To do
a. Answer these questions about the oil market text below, one answer per line:
(i) Why are the U.S. sanctions on Iran not biting yet?
(ii) How much crude is Baghdad ready to ship to China in 2019?
(iii) What target has the new venture with Zhenhua Oil set?
b. Summarize the oil market text below in two sentences.

# Document section start

The U.S. sanctions on Iran are not biting yet, as global oil markets are well supplied. In the coming weeks, Iranian crude volumes should show a decline. At the same time, the success of Trump’s sanctions relies for a large part on the compliance of international buyers and the position taken by leading OPEC members. The three leading NOPEC countries have indicated that they are able and willing to open their taps to supply for possible gaps in volumes worldwide. Combined with increased U.S. production, this should dampen price increases. Stability is key for most it seems, but that may not always be the case.
Iraq, OPEC’s 2nd largest producer indicates that it wants to supply Asia’s main oil consumer China with 60 percent more crude in 2019. Alaa Al Yasiri, director general of Iraq’s Oil Marketing Company SOMO, stated that Baghdad is ready and willing to ship around 1.45 million bpd to China in 2019 – 550,000 bpd more than in 2018. In addition to its 10 current clients in China, including Chinaoil and Unipec, SOMO signed an oil trading venture with Zhenhua Oil, based in Tianjin. The new venture has set a target of 160,000 bpd, to be provided to small independent refiners and large petrochemical plants in China. Iraq’s new strategy is to tap into growing Asian demand. Part of the new Iraqi supplies could even come via the Turkish port of Ceyhan.

# Document section end
# Dataset section start

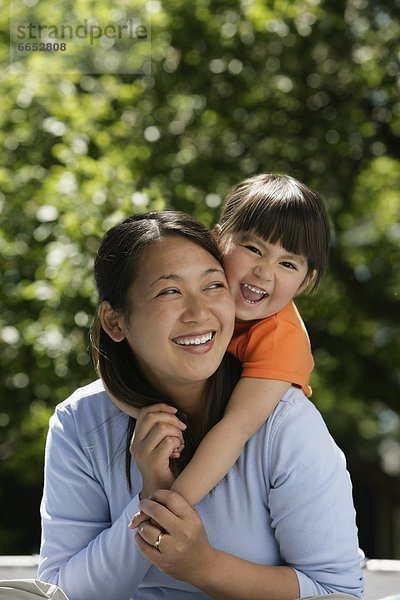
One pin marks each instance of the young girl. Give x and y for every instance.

# Dataset section end

Final answers
a.
(i) Global oil markets are well supplied.
(ii) Around 1.45 million bpd, which is 550,000 bpd more than in 2018.
(iii) A target of 160,000 bpd, to be provided to small independent refiners and large petrochemical plants in China.

b. U.S. sanctions on Iran are not biting yet because global oil markets are well supplied, and their success relies largely on the compliance of international buyers and the position taken by leading OPEC members. Meanwhile, Iraq, OPEC's second largest producer, wants to supply China with 60 percent more crude in 2019, about 1.45 million bpd, and has signed a trading venture with Zhenhua Oil as part of a strategy to tap into growing Asian demand.